▶ What you are asked to do
Copy every line from the data below in which the string "rose" can be found.

▶ Stored data entries
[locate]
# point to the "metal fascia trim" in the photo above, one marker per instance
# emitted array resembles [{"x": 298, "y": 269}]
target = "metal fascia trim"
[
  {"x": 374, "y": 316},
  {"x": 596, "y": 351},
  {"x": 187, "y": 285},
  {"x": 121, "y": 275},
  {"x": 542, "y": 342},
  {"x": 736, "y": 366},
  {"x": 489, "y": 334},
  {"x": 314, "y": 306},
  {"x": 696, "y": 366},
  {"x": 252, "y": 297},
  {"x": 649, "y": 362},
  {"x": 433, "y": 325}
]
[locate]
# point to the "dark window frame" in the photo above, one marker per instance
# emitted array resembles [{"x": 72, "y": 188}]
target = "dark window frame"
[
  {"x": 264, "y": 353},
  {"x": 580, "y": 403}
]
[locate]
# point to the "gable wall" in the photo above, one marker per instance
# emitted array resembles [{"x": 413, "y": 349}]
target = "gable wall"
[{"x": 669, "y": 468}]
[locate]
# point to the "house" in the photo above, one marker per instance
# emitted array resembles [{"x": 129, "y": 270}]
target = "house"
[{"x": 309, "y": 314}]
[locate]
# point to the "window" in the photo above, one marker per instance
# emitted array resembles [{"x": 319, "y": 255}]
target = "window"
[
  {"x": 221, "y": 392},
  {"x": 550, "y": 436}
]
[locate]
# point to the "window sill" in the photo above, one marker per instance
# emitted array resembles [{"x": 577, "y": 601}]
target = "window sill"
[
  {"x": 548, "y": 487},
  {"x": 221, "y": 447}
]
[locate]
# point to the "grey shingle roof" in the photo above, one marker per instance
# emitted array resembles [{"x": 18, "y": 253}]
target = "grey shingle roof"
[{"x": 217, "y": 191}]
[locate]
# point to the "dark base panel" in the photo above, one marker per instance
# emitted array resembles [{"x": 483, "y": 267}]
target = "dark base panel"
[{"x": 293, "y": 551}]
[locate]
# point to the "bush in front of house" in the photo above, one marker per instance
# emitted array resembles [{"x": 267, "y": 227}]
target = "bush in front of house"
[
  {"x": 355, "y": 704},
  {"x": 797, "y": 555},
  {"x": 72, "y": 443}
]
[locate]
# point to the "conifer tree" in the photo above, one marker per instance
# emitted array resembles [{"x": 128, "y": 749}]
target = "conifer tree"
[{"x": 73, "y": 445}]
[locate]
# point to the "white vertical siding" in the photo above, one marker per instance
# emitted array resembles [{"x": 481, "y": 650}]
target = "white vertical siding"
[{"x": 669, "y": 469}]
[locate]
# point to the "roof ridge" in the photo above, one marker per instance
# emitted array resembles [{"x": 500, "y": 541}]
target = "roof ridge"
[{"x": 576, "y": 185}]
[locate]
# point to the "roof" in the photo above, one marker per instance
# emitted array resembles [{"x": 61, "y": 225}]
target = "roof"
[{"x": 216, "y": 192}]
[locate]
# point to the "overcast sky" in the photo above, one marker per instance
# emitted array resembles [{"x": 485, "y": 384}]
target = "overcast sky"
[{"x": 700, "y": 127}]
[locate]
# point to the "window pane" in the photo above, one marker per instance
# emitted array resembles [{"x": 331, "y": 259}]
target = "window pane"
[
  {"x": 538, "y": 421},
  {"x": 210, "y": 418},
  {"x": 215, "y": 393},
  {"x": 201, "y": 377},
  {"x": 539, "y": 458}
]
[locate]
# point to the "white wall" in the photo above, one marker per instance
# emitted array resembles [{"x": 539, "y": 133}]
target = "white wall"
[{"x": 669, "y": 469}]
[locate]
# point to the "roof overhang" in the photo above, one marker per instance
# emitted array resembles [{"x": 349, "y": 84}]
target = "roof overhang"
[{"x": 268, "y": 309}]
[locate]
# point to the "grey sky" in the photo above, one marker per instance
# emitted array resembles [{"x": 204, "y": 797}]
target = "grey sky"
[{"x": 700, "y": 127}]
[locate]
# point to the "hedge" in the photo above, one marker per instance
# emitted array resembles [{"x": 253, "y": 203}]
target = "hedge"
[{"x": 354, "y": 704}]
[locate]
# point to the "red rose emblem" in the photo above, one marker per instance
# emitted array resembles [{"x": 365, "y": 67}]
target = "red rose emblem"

▶ Exercise response
# point to the "red rose emblem" in the photo above, one marker per instance
target = "red rose emblem"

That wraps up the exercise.